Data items
BEGIN

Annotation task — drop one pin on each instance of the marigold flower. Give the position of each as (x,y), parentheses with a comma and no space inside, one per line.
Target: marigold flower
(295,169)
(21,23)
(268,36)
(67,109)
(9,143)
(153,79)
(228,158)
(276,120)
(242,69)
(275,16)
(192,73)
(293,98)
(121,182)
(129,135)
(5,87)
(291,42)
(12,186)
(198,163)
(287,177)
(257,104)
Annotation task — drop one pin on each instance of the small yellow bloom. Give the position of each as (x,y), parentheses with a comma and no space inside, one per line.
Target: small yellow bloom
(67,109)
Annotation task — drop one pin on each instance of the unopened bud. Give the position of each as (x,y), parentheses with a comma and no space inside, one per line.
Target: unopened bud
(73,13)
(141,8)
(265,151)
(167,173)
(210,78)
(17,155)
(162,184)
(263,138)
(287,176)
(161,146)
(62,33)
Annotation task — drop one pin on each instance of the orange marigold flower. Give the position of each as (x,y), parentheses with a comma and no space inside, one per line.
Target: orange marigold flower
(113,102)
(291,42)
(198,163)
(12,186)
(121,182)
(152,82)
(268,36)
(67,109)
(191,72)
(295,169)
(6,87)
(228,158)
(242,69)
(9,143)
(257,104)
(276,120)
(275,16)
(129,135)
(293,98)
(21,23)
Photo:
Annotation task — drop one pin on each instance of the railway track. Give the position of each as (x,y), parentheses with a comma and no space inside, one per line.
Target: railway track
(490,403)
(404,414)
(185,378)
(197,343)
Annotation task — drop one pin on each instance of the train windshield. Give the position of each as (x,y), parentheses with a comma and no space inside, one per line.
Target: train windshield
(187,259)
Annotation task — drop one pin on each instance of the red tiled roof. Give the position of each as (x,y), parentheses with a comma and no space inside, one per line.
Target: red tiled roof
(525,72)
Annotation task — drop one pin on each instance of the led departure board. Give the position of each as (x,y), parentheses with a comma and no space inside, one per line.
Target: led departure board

END

What is required: Scan the records for the string "departure" and report each line where it occurs.

Task answer:
Annotation task — drop one pin on each instance of the led departure board. Give the position of each as (x,y), parentheses with a comma and no space inside, one per line.
Target: led departure board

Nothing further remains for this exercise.